**EXTRACT PROVIDED**.
-*-*-

## Linear Regression

Google Online Machine Learning Course

Tensorflow consists of the following two components:

• a graph protocol buffer
• a runtime that executes the distributed graph

### Pseudocode for Linear Regression

import tensorflow as tf

# Set up a linear classifier.
classifier = tf.estimator.LinearClassifier(feature_columns)

# Train the model on some example data.
classifier.train(input_fn=train_input_fn, steps=2000)

# Use it to predict.
predictions = classifier.predict(input_fn=predict_input_fn)


## Generation

### Overfitting

Overfitting occurs when a model tries to fit the training data so closely that it does not generalize well to new data.

### Ockham’s Razor Principle

The less complex a model is, the more likely that a good empirical result is not just due to the peculiarities of our sample.

### Three Assumptions

1. We draw examples independently and identically (i.i.d) at random from the distribution.

-*-*-

Position identification rows
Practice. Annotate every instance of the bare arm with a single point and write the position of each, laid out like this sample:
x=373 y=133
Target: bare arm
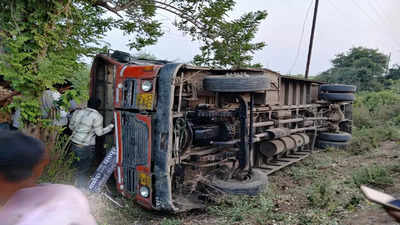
x=98 y=127
x=72 y=123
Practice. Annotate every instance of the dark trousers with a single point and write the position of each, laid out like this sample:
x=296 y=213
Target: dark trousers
x=83 y=161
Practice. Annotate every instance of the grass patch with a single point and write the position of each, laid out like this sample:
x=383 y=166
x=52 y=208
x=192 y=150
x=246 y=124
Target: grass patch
x=367 y=139
x=372 y=175
x=167 y=221
x=259 y=209
x=59 y=169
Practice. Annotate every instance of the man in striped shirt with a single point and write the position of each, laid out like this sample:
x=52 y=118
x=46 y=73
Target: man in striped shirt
x=85 y=125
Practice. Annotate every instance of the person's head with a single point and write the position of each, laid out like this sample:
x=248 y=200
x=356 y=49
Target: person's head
x=22 y=159
x=94 y=103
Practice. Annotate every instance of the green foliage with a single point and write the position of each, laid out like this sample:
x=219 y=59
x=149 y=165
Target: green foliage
x=42 y=42
x=166 y=221
x=359 y=66
x=59 y=169
x=232 y=45
x=237 y=209
x=372 y=175
x=376 y=119
x=320 y=195
x=394 y=73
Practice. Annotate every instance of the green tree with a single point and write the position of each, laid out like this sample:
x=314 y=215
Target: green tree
x=394 y=73
x=359 y=66
x=232 y=47
x=42 y=42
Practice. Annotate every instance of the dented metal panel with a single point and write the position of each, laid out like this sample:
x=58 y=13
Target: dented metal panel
x=135 y=137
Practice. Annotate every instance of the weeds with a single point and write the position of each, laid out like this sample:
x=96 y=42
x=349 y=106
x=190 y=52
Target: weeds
x=59 y=169
x=166 y=221
x=372 y=175
x=320 y=195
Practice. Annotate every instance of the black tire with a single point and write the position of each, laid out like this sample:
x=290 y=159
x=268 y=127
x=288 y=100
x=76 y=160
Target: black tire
x=338 y=88
x=339 y=137
x=120 y=56
x=322 y=144
x=255 y=185
x=337 y=97
x=242 y=83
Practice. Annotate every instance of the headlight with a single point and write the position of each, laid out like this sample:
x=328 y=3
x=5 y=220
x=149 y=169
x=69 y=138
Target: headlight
x=147 y=85
x=144 y=191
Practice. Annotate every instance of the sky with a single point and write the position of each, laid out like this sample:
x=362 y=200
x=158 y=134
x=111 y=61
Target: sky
x=341 y=24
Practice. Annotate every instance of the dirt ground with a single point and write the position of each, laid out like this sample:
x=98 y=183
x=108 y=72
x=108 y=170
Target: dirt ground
x=322 y=189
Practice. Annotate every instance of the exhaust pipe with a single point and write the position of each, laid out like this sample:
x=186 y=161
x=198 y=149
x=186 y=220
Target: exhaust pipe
x=274 y=147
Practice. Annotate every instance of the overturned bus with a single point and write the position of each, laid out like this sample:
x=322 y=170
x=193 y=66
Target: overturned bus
x=184 y=133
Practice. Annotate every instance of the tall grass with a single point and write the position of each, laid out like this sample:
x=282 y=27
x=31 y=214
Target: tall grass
x=376 y=117
x=59 y=169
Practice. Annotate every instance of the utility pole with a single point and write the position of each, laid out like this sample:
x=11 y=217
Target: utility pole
x=311 y=38
x=387 y=66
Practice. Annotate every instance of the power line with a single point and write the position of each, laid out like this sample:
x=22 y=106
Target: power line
x=301 y=38
x=366 y=14
x=380 y=15
x=311 y=39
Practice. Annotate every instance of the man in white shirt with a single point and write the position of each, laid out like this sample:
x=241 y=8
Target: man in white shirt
x=85 y=125
x=22 y=202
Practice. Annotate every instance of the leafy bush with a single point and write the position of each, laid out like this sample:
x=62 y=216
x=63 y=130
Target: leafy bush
x=373 y=175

-*-*-

**EXERCISES TO COMPLETE**.
• 1. Express the position identification rows as a numbered list, from the line containing "Practice. Annotate every instance of the tall" through the end of those rows, inclusive, with blank lines left out.
• 2. Write the next part of the machine learning notes on linear regression and generalization, picking up after the last sentence shown.

**THE ANSWERS**.
• 1.
1. Practice. Annotate every instance of the tall grass with a single point and write the position of each, laid out like this sample:
2. x=282 y=27
3. x=31 y=214
4. Target: tall grass
5. x=376 y=117
6. x=59 y=169
7. Practice. Annotate every instance of the utility pole with a single point and write the position of each, laid out like this sample:
8. x=11 y=217
9. Target: utility pole
10. x=311 y=38
11. x=387 y=66
12. Practice. Annotate every instance of the power line with a single point and write the position of each, laid out like this sample:
13. x=22 y=106
14. Target: power line
15. x=301 y=38
16. x=366 y=14
17. x=380 y=15
18. x=311 y=39
19. Practice. Annotate every instance of the man in white shirt with a single point and write the position of each, laid out like this sample:
20. x=241 y=8
21. Target: man in white shirt
22. x=85 y=125
23. x=22 y=202
24. Practice. Annotate every instance of the leafy bush with a single point and write the position of each, laid out like this sample:
25. x=62 y=216
26. x=63 y=130
27. Target: leafy bush
28. x=373 y=175

• 2.
2. The distribution is stationary: It doesn’t change over time.
3. We always pull from the same distribution: Including training, validation, and test sets.

## Split Data

1. Dividing the data set into three subsets:

• training set: a subset to train a model.
• validation set: evaluate results from the training set.
• test set: a subset to test the trained model.
2. Never train on test data.

## Feature Engineering

### Mapping Raw Data to Features

#### Numeric Values

Integer and floating-point data don’t need a special encoding because they can be multiplied by a numeric weight.

#### Categorical Values

One-hot encoding extends to numeric data that you do not want to directly multiply by a weight, such as a postal code.

### Sparse Representation

If the feature has more than 1000,000 different kinds of categorical values, a sparse representation in which only nonzero values are stored can be used to efficiently represent the feature. In this method, an independent model weight is still learned for each feature value.

## Qualities of Good Features

1. Avoid rarely used discrete feature values:
• Good feature values should appear more than 5 or so times in a data set.
• If a feature’s value appears only once or very rarely, the model can’t make predictions based on that feature.
2. Prefer clear and obvious meanings.
3. Don’t mix “magic” values with actual data.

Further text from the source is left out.